Identify every line in the listing below that contains the word "building", and copy each of those lines.

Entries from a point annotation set
________________________________________
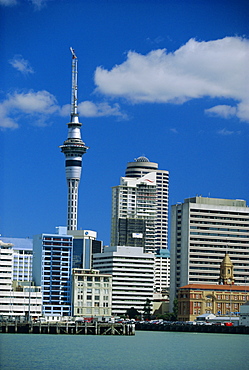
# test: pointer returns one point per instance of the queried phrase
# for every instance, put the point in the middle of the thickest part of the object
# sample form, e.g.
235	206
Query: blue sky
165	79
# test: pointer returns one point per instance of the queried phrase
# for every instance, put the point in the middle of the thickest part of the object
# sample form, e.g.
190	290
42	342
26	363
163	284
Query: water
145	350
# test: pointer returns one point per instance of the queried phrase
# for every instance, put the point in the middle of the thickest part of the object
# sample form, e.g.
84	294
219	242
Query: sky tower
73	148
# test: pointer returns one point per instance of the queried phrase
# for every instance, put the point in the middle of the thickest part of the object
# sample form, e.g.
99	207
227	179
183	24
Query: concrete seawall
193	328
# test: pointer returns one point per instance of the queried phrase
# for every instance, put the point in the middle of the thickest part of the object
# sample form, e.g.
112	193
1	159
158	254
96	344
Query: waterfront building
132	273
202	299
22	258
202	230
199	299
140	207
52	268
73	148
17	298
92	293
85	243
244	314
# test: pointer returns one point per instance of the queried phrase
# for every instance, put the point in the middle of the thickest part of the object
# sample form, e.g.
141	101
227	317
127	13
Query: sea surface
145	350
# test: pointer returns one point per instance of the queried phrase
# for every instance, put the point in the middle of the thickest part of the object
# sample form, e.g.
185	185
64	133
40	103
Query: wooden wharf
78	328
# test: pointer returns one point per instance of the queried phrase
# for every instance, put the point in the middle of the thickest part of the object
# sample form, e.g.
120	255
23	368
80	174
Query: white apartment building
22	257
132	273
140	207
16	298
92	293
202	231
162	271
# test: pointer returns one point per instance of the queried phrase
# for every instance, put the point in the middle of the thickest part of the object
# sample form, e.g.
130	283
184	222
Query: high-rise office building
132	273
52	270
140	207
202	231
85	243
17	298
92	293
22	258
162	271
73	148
________________________________________
> [Written solution]
Query: waterfront building
Query: white apartment building
Query: high-rise office building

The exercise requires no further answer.